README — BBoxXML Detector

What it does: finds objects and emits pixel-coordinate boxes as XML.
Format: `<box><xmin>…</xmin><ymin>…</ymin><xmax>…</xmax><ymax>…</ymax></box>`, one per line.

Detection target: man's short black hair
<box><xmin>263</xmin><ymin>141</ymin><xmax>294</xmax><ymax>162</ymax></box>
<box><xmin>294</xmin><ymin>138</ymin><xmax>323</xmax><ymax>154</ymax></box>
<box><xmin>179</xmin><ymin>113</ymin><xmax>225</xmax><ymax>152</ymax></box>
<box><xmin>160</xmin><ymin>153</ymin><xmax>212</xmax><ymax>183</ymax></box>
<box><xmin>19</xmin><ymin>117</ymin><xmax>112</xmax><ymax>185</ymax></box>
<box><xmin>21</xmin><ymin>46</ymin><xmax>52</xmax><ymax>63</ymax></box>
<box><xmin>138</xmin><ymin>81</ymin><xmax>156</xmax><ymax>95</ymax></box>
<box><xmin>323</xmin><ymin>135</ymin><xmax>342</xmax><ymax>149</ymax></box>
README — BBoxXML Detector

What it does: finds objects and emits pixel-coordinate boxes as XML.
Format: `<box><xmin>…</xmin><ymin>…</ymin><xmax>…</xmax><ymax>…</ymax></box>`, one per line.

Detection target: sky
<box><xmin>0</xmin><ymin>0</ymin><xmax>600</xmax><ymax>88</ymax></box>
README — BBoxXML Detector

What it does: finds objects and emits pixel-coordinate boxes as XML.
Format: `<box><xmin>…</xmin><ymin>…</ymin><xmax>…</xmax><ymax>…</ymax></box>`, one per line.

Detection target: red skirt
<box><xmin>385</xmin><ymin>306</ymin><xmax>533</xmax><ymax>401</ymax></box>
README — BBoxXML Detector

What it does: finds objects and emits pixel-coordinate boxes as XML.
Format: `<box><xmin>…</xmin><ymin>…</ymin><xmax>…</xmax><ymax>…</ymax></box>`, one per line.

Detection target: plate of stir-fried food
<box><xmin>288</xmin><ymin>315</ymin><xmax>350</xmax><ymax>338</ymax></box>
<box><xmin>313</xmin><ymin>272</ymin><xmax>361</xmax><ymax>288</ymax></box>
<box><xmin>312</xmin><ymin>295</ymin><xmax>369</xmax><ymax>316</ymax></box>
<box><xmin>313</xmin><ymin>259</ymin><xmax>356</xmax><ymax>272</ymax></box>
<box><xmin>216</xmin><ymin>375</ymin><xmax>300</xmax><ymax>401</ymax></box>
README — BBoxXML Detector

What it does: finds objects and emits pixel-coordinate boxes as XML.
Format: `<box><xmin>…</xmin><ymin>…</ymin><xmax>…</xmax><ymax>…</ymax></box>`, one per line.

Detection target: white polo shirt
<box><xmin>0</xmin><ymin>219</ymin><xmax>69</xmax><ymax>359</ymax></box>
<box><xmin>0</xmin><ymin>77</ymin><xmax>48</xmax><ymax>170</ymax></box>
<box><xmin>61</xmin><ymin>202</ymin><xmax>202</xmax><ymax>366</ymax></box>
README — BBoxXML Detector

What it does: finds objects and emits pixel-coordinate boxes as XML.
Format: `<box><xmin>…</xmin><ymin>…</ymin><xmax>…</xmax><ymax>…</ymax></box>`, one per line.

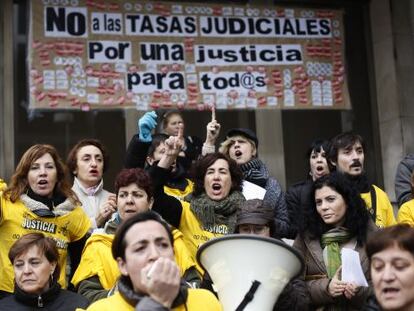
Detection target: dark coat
<box><xmin>285</xmin><ymin>179</ymin><xmax>315</xmax><ymax>236</ymax></box>
<box><xmin>293</xmin><ymin>222</ymin><xmax>376</xmax><ymax>311</ymax></box>
<box><xmin>0</xmin><ymin>283</ymin><xmax>89</xmax><ymax>311</ymax></box>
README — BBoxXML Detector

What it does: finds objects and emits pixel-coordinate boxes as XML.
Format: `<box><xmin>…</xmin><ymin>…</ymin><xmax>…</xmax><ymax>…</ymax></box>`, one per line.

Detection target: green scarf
<box><xmin>321</xmin><ymin>227</ymin><xmax>352</xmax><ymax>278</ymax></box>
<box><xmin>185</xmin><ymin>191</ymin><xmax>245</xmax><ymax>233</ymax></box>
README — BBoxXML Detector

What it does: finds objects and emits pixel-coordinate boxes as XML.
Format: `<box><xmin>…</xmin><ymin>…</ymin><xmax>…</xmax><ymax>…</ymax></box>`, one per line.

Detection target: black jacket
<box><xmin>0</xmin><ymin>283</ymin><xmax>89</xmax><ymax>311</ymax></box>
<box><xmin>285</xmin><ymin>179</ymin><xmax>314</xmax><ymax>236</ymax></box>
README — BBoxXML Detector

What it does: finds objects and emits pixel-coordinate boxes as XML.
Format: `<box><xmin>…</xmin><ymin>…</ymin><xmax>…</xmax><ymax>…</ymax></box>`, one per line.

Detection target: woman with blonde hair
<box><xmin>0</xmin><ymin>144</ymin><xmax>91</xmax><ymax>296</ymax></box>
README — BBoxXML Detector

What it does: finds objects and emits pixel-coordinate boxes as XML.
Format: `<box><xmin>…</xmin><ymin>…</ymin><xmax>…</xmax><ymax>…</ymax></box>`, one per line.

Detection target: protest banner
<box><xmin>29</xmin><ymin>0</ymin><xmax>351</xmax><ymax>111</ymax></box>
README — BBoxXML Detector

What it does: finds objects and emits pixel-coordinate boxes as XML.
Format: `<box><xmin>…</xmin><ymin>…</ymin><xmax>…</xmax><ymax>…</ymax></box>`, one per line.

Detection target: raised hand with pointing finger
<box><xmin>202</xmin><ymin>106</ymin><xmax>221</xmax><ymax>155</ymax></box>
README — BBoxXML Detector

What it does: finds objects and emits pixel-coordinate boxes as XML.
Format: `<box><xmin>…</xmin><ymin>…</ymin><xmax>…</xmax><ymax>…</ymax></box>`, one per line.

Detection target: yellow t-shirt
<box><xmin>0</xmin><ymin>178</ymin><xmax>7</xmax><ymax>191</ymax></box>
<box><xmin>0</xmin><ymin>195</ymin><xmax>91</xmax><ymax>293</ymax></box>
<box><xmin>179</xmin><ymin>201</ymin><xmax>230</xmax><ymax>271</ymax></box>
<box><xmin>397</xmin><ymin>199</ymin><xmax>414</xmax><ymax>227</ymax></box>
<box><xmin>164</xmin><ymin>179</ymin><xmax>194</xmax><ymax>200</ymax></box>
<box><xmin>361</xmin><ymin>185</ymin><xmax>397</xmax><ymax>228</ymax></box>
<box><xmin>81</xmin><ymin>288</ymin><xmax>222</xmax><ymax>311</ymax></box>
<box><xmin>71</xmin><ymin>230</ymin><xmax>196</xmax><ymax>290</ymax></box>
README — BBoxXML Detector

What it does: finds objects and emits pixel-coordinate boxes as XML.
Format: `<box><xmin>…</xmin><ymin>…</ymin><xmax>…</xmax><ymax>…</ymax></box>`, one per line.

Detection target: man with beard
<box><xmin>328</xmin><ymin>132</ymin><xmax>396</xmax><ymax>227</ymax></box>
<box><xmin>125</xmin><ymin>111</ymin><xmax>193</xmax><ymax>200</ymax></box>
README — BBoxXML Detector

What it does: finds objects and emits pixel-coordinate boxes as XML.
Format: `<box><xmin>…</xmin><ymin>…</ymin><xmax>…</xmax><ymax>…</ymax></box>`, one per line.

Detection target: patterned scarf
<box><xmin>239</xmin><ymin>158</ymin><xmax>269</xmax><ymax>188</ymax></box>
<box><xmin>321</xmin><ymin>227</ymin><xmax>352</xmax><ymax>278</ymax></box>
<box><xmin>20</xmin><ymin>193</ymin><xmax>76</xmax><ymax>217</ymax></box>
<box><xmin>185</xmin><ymin>191</ymin><xmax>245</xmax><ymax>233</ymax></box>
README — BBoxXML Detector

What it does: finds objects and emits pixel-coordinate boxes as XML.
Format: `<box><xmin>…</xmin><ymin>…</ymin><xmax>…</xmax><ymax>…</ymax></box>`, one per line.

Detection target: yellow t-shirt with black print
<box><xmin>0</xmin><ymin>195</ymin><xmax>91</xmax><ymax>293</ymax></box>
<box><xmin>164</xmin><ymin>179</ymin><xmax>194</xmax><ymax>200</ymax></box>
<box><xmin>71</xmin><ymin>229</ymin><xmax>196</xmax><ymax>290</ymax></box>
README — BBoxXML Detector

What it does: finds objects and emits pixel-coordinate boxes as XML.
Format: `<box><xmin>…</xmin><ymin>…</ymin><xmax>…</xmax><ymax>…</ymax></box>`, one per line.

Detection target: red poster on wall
<box><xmin>29</xmin><ymin>0</ymin><xmax>351</xmax><ymax>110</ymax></box>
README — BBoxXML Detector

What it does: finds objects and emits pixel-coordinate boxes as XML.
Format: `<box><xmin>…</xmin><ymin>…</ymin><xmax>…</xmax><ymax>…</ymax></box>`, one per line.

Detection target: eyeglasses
<box><xmin>239</xmin><ymin>224</ymin><xmax>269</xmax><ymax>235</ymax></box>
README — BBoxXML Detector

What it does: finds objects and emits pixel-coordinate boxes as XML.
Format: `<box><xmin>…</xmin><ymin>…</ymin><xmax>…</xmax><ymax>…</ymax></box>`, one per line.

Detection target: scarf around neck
<box><xmin>186</xmin><ymin>191</ymin><xmax>245</xmax><ymax>233</ymax></box>
<box><xmin>73</xmin><ymin>176</ymin><xmax>103</xmax><ymax>196</ymax></box>
<box><xmin>321</xmin><ymin>227</ymin><xmax>352</xmax><ymax>278</ymax></box>
<box><xmin>20</xmin><ymin>191</ymin><xmax>76</xmax><ymax>217</ymax></box>
<box><xmin>118</xmin><ymin>276</ymin><xmax>188</xmax><ymax>309</ymax></box>
<box><xmin>239</xmin><ymin>158</ymin><xmax>269</xmax><ymax>188</ymax></box>
<box><xmin>14</xmin><ymin>280</ymin><xmax>61</xmax><ymax>309</ymax></box>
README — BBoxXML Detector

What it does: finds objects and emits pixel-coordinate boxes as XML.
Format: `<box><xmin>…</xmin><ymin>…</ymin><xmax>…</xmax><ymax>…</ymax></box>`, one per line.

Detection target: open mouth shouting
<box><xmin>37</xmin><ymin>179</ymin><xmax>49</xmax><ymax>189</ymax></box>
<box><xmin>89</xmin><ymin>168</ymin><xmax>99</xmax><ymax>176</ymax></box>
<box><xmin>234</xmin><ymin>150</ymin><xmax>243</xmax><ymax>159</ymax></box>
<box><xmin>381</xmin><ymin>286</ymin><xmax>400</xmax><ymax>300</ymax></box>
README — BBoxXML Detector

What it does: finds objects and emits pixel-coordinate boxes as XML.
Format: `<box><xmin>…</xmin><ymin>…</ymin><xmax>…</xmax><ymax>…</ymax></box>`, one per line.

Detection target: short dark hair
<box><xmin>234</xmin><ymin>199</ymin><xmax>278</xmax><ymax>238</ymax></box>
<box><xmin>301</xmin><ymin>172</ymin><xmax>370</xmax><ymax>245</ymax></box>
<box><xmin>9</xmin><ymin>232</ymin><xmax>60</xmax><ymax>280</ymax></box>
<box><xmin>162</xmin><ymin>109</ymin><xmax>184</xmax><ymax>130</ymax></box>
<box><xmin>305</xmin><ymin>139</ymin><xmax>331</xmax><ymax>177</ymax></box>
<box><xmin>306</xmin><ymin>139</ymin><xmax>331</xmax><ymax>160</ymax></box>
<box><xmin>115</xmin><ymin>168</ymin><xmax>154</xmax><ymax>200</ymax></box>
<box><xmin>192</xmin><ymin>152</ymin><xmax>243</xmax><ymax>196</ymax></box>
<box><xmin>328</xmin><ymin>132</ymin><xmax>365</xmax><ymax>170</ymax></box>
<box><xmin>66</xmin><ymin>138</ymin><xmax>109</xmax><ymax>176</ymax></box>
<box><xmin>366</xmin><ymin>224</ymin><xmax>414</xmax><ymax>260</ymax></box>
<box><xmin>112</xmin><ymin>211</ymin><xmax>174</xmax><ymax>260</ymax></box>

(EXERCISE BRIEF) Pick out each of the lines above in which the word "shirt" appears, and copy those lines out in full.

(IN RESPONSE)
Detection target: white polo shirt
Detection target: yellow t-shirt
Detection target: yellow t-shirt with black print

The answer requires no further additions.